▶ _What this task involves_
Once you find the line with "For every instance of the clutch", transcribe it and all the lines that follow to the end of the data, exactly as written; skip any pictures.

+---+

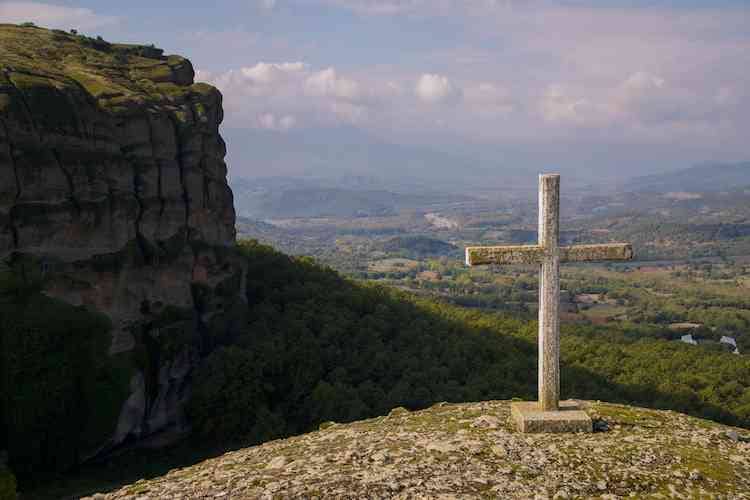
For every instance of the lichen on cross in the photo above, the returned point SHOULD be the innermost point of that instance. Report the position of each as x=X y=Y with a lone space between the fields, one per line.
x=549 y=254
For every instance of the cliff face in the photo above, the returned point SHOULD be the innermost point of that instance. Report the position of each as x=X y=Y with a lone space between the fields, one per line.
x=470 y=451
x=113 y=196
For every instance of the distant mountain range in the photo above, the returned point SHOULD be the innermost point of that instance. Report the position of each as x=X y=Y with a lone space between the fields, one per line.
x=701 y=178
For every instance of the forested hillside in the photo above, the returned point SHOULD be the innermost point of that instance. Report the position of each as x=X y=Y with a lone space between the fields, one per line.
x=318 y=347
x=311 y=346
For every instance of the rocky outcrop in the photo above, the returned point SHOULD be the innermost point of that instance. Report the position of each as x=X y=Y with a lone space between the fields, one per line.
x=470 y=451
x=113 y=196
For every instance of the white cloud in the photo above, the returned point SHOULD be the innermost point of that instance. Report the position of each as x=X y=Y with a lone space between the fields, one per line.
x=270 y=73
x=53 y=16
x=270 y=121
x=279 y=95
x=557 y=105
x=328 y=83
x=434 y=88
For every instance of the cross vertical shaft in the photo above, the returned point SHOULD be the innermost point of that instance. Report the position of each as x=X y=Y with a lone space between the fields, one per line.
x=549 y=292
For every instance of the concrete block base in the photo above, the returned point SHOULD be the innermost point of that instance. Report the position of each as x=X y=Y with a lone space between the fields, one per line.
x=528 y=418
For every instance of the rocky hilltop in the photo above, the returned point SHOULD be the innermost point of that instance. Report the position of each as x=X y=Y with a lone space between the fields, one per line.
x=470 y=451
x=113 y=197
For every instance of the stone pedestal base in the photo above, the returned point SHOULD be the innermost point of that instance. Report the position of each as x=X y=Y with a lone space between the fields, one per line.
x=569 y=418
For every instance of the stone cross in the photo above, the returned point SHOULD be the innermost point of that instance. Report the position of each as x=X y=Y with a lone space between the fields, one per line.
x=549 y=254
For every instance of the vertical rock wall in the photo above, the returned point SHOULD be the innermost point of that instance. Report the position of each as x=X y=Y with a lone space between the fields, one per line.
x=113 y=196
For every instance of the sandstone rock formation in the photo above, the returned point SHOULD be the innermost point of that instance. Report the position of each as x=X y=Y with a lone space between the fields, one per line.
x=470 y=451
x=113 y=195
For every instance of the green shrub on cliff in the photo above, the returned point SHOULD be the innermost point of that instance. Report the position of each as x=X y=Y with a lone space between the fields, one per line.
x=60 y=392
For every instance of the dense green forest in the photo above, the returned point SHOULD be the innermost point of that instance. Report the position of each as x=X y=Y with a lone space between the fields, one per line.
x=319 y=347
x=312 y=346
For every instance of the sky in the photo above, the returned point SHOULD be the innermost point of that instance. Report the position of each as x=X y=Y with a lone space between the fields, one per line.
x=602 y=88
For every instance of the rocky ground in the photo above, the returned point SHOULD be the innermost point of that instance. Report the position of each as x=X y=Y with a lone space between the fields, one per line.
x=471 y=451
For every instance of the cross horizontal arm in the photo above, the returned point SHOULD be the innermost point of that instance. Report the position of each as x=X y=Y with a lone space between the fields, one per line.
x=534 y=254
x=593 y=253
x=523 y=254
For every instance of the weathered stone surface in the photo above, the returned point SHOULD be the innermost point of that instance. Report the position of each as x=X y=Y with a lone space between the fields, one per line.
x=594 y=253
x=534 y=254
x=440 y=453
x=113 y=193
x=528 y=417
x=525 y=254
x=548 y=254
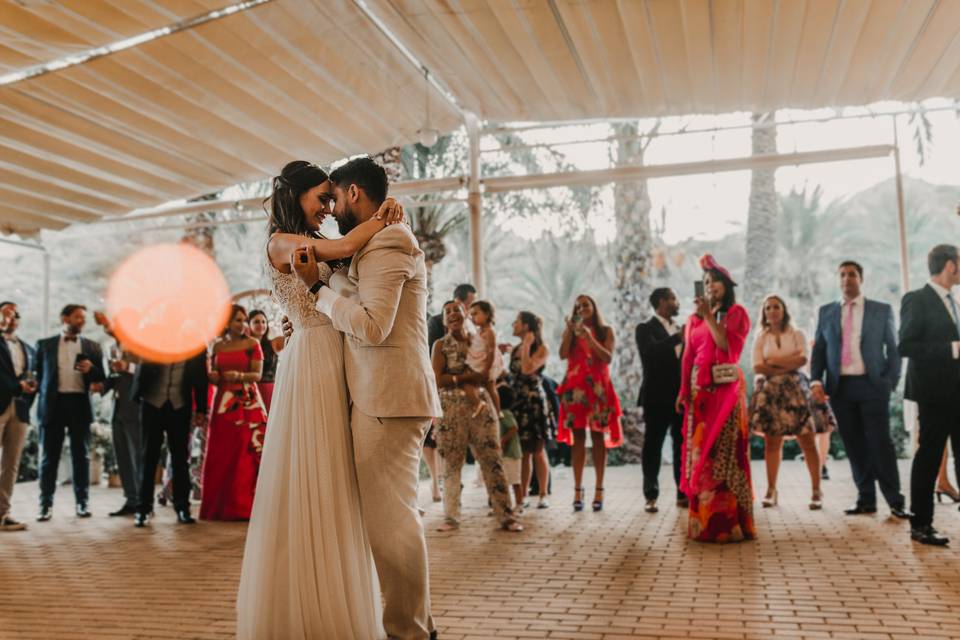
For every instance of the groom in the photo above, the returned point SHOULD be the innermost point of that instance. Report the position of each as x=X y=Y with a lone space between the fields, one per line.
x=379 y=302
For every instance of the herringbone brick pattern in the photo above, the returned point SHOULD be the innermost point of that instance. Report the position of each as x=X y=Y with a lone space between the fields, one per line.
x=617 y=574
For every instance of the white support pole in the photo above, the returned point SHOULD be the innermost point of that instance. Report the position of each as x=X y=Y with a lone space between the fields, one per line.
x=901 y=213
x=475 y=202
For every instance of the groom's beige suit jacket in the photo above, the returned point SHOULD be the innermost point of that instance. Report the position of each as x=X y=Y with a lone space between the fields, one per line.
x=382 y=313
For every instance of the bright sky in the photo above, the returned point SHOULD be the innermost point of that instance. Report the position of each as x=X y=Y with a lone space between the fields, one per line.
x=711 y=206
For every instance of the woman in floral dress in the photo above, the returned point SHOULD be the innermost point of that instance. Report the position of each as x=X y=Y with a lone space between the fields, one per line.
x=588 y=402
x=716 y=444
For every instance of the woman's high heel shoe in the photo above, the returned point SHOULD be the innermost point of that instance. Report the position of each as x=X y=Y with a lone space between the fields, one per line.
x=598 y=504
x=770 y=500
x=578 y=499
x=951 y=493
x=816 y=502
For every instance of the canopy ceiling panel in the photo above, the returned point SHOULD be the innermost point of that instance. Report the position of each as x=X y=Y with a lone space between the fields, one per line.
x=567 y=59
x=224 y=102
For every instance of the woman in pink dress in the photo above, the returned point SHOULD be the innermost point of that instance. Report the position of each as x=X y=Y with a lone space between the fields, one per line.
x=588 y=402
x=716 y=438
x=237 y=425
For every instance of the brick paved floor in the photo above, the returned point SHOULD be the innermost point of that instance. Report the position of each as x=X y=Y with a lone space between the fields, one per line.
x=617 y=574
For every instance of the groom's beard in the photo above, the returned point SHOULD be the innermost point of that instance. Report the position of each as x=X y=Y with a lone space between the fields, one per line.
x=347 y=222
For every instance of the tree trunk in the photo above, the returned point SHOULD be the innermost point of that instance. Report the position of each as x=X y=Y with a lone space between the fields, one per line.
x=633 y=252
x=761 y=220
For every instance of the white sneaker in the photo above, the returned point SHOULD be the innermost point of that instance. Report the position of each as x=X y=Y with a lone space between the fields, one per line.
x=7 y=523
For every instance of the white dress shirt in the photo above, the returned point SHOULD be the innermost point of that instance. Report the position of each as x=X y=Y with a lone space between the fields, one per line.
x=944 y=294
x=16 y=353
x=856 y=366
x=672 y=329
x=69 y=380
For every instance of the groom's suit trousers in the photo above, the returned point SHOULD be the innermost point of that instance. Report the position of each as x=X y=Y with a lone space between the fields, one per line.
x=387 y=454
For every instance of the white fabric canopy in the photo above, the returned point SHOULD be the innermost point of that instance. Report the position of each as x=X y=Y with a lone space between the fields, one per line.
x=233 y=99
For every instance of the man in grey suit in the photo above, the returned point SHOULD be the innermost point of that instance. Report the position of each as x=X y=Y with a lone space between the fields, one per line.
x=379 y=302
x=855 y=362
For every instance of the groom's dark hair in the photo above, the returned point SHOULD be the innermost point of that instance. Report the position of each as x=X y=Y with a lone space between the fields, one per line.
x=366 y=174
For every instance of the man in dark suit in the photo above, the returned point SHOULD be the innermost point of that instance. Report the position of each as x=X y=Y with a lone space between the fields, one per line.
x=69 y=369
x=660 y=340
x=16 y=395
x=856 y=363
x=930 y=338
x=169 y=394
x=464 y=293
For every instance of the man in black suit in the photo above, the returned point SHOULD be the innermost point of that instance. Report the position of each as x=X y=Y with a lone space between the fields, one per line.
x=464 y=293
x=16 y=395
x=930 y=338
x=169 y=394
x=69 y=369
x=660 y=341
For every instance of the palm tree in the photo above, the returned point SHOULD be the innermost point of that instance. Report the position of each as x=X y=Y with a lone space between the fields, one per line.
x=762 y=215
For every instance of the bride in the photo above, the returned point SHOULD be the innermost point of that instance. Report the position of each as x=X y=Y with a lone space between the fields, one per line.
x=307 y=567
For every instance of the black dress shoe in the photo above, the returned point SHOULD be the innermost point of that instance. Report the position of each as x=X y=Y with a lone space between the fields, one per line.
x=859 y=509
x=901 y=512
x=928 y=535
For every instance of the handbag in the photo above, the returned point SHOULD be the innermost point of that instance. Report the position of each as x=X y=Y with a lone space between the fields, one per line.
x=724 y=373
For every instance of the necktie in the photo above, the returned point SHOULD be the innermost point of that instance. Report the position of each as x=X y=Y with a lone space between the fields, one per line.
x=953 y=309
x=846 y=350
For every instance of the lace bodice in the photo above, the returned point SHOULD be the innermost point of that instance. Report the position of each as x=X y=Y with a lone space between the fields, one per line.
x=295 y=298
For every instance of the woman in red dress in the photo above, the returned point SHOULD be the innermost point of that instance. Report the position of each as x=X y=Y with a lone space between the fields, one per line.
x=237 y=425
x=271 y=347
x=716 y=438
x=588 y=402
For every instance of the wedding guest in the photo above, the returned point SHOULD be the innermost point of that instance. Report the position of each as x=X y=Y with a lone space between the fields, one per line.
x=16 y=395
x=782 y=405
x=125 y=423
x=462 y=293
x=461 y=427
x=237 y=425
x=716 y=440
x=168 y=395
x=271 y=347
x=510 y=444
x=930 y=339
x=855 y=362
x=527 y=362
x=588 y=402
x=69 y=369
x=660 y=342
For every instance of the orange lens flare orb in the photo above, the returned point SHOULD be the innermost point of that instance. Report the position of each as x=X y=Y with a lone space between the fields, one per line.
x=166 y=302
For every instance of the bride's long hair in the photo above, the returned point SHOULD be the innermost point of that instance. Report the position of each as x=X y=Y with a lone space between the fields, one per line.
x=286 y=214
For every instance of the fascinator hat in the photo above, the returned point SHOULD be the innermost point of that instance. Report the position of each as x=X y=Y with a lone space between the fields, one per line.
x=709 y=263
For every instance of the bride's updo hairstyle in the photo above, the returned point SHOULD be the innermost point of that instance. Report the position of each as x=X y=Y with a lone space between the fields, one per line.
x=286 y=214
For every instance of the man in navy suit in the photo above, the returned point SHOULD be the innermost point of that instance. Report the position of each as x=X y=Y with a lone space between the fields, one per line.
x=69 y=369
x=930 y=338
x=856 y=363
x=16 y=395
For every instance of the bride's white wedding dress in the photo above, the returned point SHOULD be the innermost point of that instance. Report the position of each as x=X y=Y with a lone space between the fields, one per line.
x=307 y=567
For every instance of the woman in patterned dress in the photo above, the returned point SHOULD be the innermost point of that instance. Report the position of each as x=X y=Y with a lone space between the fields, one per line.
x=716 y=444
x=527 y=361
x=782 y=405
x=588 y=402
x=462 y=426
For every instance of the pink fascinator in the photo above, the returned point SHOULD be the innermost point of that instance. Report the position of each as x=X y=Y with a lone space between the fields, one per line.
x=708 y=262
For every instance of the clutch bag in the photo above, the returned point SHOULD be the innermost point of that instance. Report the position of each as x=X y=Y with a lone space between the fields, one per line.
x=724 y=373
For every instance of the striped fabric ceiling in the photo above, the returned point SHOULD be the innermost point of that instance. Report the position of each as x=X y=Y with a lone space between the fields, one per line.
x=232 y=99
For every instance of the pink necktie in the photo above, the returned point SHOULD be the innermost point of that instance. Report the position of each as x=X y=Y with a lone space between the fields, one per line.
x=846 y=350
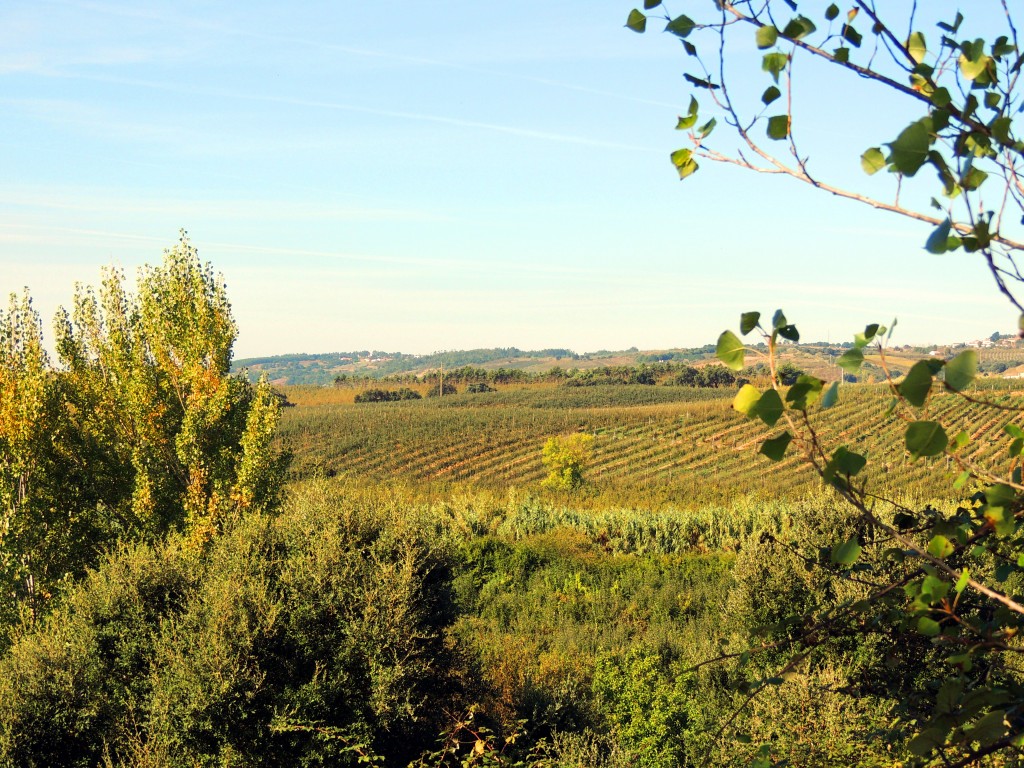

+---+

▶ _Your response_
For every instance of the clutch bag in the photo above, the returned point SHOULD be the innermost point of that instance. Report the position of each as x=X y=Y with a lone space between the fields, one per line.
x=724 y=373
For every instance of the striped fabric ceiling in the photo above, the returned point SHOULD be the innermost point of that instance. Report the position of each as x=X y=Y with a lone space between the fields, one per line.
x=232 y=99
For every instance of the pink necktie in the photo above, the returned point SHOULD be the innermost point of that instance. Report the position of each as x=X y=Y with a lone space between the fields, one per line.
x=846 y=350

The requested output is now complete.